Required tasks:
1. In the guide on fitting splines with mixed models, how many knots does the code set?
2. Resume the guide on fitting splines with mixed models after its final line of code.

Article:
####################

3 min read

Simple example of fitting splines with mixed models

I thought it might be value to provide some code showing how splines can be fit using mixed models.

library(tidyverse)
## Warning: package 'tidyverse' was built under R version 3.4.4
## -- Attaching packages ------------------------------------------------------------------------------------------------ tidyverse 1.2.1 --
## v ggplot2 3.0.0     v purrr   0.2.5
## v tibble  1.4.2     v dplyr   0.7.6
## v tidyr   0.8.0     v stringr 1.3.1
## v readr   1.1.1     v forcats 0.2.0
## Warning: package 'ggplot2' was built under R version 3.4.4
## Warning: package 'readr' was built under R version 3.4.4
## Warning: package 'purrr' was built under R version 3.4.4
## Warning: package 'dplyr' was built under R version 3.4.4
## Warning: package 'stringr' was built under R version 3.4.4
## -- Conflicts --------------------------------------------------------------------------------------------------- tidyverse_conflicts() --
## x dplyr::filter() masks stats::filter()
## x dplyr::lag()    masks stats::lag()
library(nlme)
## 
## Attaching package: 'nlme'
## The following object is masked from 'package:dplyr':
## 
##     collapse
library(splines)
library(mgcv)
## This is mgcv 1.8-23. For overview type 'help("mgcv-package")'.
####Options----
theme_set(theme_bw())
## Parsed with column specification:
## cols(
##   range = col_integer(),
##   logratio = col_double()
## )

Basis functions

####Create Basis Functions----
#Number of knots
knot_num <- 20
#Location of knots
knot_loc <- quantile(unique(data$range),
                                         #select quantiles except 1st (0) and last (1)
                                         seq(0,1, length= (knot_num + 2))[-c(1,(knot_num + 2))])

#Boundaries
a <- 1.01*min(data$range) - 0.01*max(data$range) 
b <- 1.01*max(data$range) - 0.01*min(data$range)

#B spline
basis_func <- bs(data$range, Boundary.knots = c(a,b), knots = knot_loc, degree = 3)
#Natural spline
basis_func2 <- ns(data$range, Boundary.knots = c(a,b), knots = knot_loc, df = 4)

Fit Mixed Models

####Fit mixed Model----
intercept <- rep(1, length(data$range))

fit <- lme(logratio ~ range, data = data,
                     random = list(intercept = pdIdent(~-1+basis_func)))

fit2 <- lme(logratio ~ range, data = data,
                     random = list(intercept = pdIdent(~-1+basis_func2)))

####################

Dataset rows showing where objects appear

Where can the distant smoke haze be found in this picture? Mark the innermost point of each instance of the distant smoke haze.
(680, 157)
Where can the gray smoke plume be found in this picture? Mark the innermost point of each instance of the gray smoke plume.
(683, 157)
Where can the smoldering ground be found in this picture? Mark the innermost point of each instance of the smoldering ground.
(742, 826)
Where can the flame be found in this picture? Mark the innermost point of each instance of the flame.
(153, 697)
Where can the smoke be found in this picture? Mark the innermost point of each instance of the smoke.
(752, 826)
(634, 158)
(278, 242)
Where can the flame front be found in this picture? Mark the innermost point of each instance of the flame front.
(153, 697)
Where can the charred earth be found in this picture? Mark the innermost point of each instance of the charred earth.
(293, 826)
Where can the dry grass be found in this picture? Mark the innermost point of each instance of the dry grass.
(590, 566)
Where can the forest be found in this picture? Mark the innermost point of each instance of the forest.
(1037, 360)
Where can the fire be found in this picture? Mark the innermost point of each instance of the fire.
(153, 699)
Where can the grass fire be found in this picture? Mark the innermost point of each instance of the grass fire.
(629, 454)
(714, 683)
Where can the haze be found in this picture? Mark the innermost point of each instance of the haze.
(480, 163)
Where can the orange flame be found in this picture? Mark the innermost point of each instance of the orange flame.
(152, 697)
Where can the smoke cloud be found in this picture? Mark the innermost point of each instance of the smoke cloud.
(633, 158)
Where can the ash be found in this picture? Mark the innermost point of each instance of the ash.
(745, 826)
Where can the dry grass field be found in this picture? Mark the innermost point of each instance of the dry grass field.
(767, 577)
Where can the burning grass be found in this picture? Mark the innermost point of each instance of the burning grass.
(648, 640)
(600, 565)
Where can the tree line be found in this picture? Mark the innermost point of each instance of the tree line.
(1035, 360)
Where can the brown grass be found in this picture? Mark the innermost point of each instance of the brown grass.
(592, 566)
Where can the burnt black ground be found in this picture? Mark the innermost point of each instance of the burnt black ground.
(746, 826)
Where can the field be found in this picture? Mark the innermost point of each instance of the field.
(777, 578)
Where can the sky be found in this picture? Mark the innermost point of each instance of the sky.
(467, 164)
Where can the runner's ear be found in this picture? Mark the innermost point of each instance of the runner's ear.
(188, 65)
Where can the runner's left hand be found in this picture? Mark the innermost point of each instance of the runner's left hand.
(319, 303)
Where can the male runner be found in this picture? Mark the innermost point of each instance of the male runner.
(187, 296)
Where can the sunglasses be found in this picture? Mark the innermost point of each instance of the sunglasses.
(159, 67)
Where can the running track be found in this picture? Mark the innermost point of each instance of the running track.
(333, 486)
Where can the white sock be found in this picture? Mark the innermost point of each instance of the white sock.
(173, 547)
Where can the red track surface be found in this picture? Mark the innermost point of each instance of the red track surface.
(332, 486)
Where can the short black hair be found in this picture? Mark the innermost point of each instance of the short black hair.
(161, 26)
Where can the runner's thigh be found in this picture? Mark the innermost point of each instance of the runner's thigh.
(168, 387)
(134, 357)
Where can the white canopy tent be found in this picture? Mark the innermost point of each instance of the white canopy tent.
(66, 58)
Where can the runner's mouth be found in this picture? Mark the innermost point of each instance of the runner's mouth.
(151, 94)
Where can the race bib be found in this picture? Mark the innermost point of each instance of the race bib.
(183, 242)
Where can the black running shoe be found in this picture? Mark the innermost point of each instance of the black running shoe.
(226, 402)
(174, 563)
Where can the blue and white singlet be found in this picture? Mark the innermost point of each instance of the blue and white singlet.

####################

Answer list:
1. 20 knots.

2.
#estimates
#B spline
beta_hat <- fit$coef$fixed

u_hat <- unlist(fit$coef$random)

sigma_square_e <- fit$sigma^2

sigma_square_u <- as.numeric(VarCorr(fit)[1,1])

#Natural Spline
beta_hat2 <- fit2$coef$fixed

u_hat2 <- unlist(fit2$coef$random)

sigma_square_e2 <- fit2$sigma^2

sigma_square_u2 <- as.numeric(VarCorr(fit2)[1,1])

Plot

#####Plot fit on a grid-----
# create the grid where you want to plot the function
grid_x <- seq(a,b, length = 1001)
#nx2 matrix of vector of 1s and values of grid
x_vals <- cbind(rep(1,1001),grid_x) 
#grid basis function
basis_func_grid <- bs(grid_x, Boundary.knots = c(a,b), knots = knot_loc, degree = 3)
basis_func_grid2 <- ns(grid_x, Boundary.knots = c(a,b), knots = knot_loc, df = 4)
# Get the function fit to the grid
grid_fit <- as.vector(x_vals%*%beta_hat + basis_func_grid%*%u_hat)
grid_fit2 <- as.vector(x_vals%*%beta_hat2 + basis_func_grid2%*%u_hat2)
#mgcv fit
gam_fit <- gam(logratio ~ s(range, bs = "cr", k = 20), method = "REML", data = data)
gam_grid <- predict(gam_fit, newdata = data.frame(range = grid_x))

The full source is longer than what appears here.